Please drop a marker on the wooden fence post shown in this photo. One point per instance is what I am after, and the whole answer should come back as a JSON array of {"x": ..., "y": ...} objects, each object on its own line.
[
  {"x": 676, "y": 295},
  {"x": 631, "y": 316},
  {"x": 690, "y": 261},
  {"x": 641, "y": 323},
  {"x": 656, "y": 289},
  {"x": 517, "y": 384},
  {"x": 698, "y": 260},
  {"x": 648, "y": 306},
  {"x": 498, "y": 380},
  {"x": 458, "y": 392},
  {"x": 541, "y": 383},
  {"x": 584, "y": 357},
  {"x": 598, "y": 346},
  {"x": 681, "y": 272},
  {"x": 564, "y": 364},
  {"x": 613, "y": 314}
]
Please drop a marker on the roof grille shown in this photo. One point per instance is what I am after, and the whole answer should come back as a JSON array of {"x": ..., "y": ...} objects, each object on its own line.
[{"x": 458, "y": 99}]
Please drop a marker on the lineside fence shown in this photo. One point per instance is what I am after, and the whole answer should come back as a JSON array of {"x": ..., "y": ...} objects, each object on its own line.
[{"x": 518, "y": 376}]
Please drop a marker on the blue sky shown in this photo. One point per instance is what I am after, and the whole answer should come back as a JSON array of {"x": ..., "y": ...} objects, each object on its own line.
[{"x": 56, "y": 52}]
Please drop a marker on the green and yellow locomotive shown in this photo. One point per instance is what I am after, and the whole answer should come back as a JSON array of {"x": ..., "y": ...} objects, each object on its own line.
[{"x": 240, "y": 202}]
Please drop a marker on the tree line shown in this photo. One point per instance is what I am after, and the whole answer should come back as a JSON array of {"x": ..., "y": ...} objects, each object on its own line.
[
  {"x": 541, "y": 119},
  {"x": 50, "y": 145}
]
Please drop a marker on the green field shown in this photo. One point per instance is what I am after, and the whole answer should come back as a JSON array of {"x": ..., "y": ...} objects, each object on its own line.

WORK INSTRUCTIONS
Begin with the line that contains "Please drop a marker on the tree" and end with the last line of the material above. Set down that range exactly.

YOUR RESPONSE
Please drop a marker on the tree line shown in this photo. One point per instance is what I am after, and the whole answer should come back as a JSON array of {"x": ..., "y": ...} objects, each object on its own line.
[
  {"x": 541, "y": 119},
  {"x": 50, "y": 145}
]
Please drop a marker on the green field shown in this photo. One point per instance is what I am after, and the whole answer should come back as a JSON array of {"x": ..., "y": ...} objects, each object on its own line.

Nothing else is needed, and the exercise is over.